■ **Tasks to complete**
1. Reproduce the news report on the CEC appeal word for word, everything from "The development came" down to "with the results.".
2. Write the next few paragraphs of the news report on the CEC appeal, starting right after its final sentence.
* Begin Supplied text *
The Supreme Court has fixed for hearing an appeal against the registrar office’s refusal to not entertain a constitutional petition against the appointment of Chief Election Commissioner (CEC) Sikandar Sultan Raja for Wednesday.
A three-judge bench of the apex court led by Justice Umar Ata Bandial will take up the appeal against the objections raised by the SC registrar office on the petition. Justice Syed Mansoor Ali Shah and Justice Muhammad Ali Mazhar are other members of the bench.
The development came a day after the government declared war on the CEC in the wake of the Election Commission of Pakistan (ECP) raising reservations over the use of the electronic voting machines (EVMs) in the next general polls and a Senate panel rejecting amendments to the electoral reforms bill.
Speaking at a news conference on Friday, Information Minister Fawad Chaudhry had accused the CEC of acting as a “mouthpiece for the opposition parties”.
The minister alleged that the CEC had been in close contact with former premier Nawaz Sharif and could have sympathy with him in a personal capacity.
Fawad said the ruling PTI wanted reforms in the electoral system in the country because whenever a party lost, it claimed that the elections were rigged and no one was satisfied with the results.
* End Supplied text *
* Begin Data listing *
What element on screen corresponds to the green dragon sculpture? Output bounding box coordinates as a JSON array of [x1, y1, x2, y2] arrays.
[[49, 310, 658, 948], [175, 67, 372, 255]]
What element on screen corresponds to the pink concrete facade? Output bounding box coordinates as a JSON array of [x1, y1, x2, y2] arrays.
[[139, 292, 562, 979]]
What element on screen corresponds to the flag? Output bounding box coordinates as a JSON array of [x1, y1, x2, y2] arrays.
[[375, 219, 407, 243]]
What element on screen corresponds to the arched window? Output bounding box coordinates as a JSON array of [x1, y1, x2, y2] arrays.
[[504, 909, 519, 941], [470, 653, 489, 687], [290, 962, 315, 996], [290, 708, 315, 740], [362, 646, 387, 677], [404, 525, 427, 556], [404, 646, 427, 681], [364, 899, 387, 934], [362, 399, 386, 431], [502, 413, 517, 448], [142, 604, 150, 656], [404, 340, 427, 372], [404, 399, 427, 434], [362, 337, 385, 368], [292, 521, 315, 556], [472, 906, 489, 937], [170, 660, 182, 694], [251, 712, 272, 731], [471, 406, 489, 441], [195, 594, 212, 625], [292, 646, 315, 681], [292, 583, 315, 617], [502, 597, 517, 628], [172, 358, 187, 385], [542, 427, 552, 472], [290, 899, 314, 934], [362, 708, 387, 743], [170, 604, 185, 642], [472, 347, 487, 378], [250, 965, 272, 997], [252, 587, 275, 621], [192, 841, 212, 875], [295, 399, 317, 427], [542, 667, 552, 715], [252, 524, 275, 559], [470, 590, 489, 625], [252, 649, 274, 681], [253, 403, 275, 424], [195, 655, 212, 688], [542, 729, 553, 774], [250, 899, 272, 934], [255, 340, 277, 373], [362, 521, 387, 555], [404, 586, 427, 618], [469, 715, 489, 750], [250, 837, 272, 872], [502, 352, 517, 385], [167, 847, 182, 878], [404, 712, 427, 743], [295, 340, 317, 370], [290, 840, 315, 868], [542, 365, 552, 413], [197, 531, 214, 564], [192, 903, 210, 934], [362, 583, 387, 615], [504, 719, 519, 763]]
* End Data listing *
■ **Answers for the tasks**
1.
The development came a day after the government declared war on the CEC in the wake of the Election Commission of Pakistan (ECP) raising reservations over the use of the electronic voting machines (EVMs) in the next general polls and a Senate panel rejecting amendments to the electoral reforms bill.
Speaking at a news conference on Friday, Information Minister Fawad Chaudhry had accused the CEC of acting as a “mouthpiece for the opposition parties”.
The minister alleged that the CEC had been in close contact with former premier Nawaz Sharif and could have sympathy with him in a personal capacity.
Fawad said the ruling PTI wanted reforms in the electoral system in the country because whenever a party lost, it claimed that the elections were rigged and no one was satisfied with the results.

2.
He added that the government had proposed the use of technology as the Supreme Court had also suggested doing so.
The ECP, in its 34-page letter submitted to chairman of the Senate Standing Committee on Parliamentary Affairs, wrote that EVMs could open up the possibility of "more sophisticated fraud" through the manipulation of software and hardware.
The commission underscored the need for considering the compatibility of EVMs with the existing constitutional and legal framework.
"The machine cannot prevent issues and electoral frauds like booth capturing, low women voters' turnout, misuse of state authorities, electronic ballot stuffing, vote buying, law and order situation, dishonest polling staff, widespread political and electoral violence, and abuse of state resources by incumbent parties.”
The ECP further noted that the system would be very costly, as there were around 100,000 polling stations and 400,000 polling booths.
Earlier, Ali Azeem Afridi Advocate filed a constitutional petition under Article 184 (3) of constitution, requesting that section 4 of the Constitution (Twenty-Second Amendment) Act, 2016 (XXV OF 2016); to the extent of allowing appointment of senior civil servant and technocrat as chief election commissioner and by treating them at par with that of the judge of the Supreme Court and on that score enabling them to superintend and supervise the role of member(s); under the robes as judges of the high court; be declared ultra vires of the constitution.
"Allowing appointment of the most senior member in age i.e. senior civil servant or technocrat; to superintend or supervise the role of a person who has been a Judge of a High Court given Section 7 of the Constitution (Twenty-Second Amendment) Act, 2016 (XXV of 2016) be declared ultra vires of the Constitution."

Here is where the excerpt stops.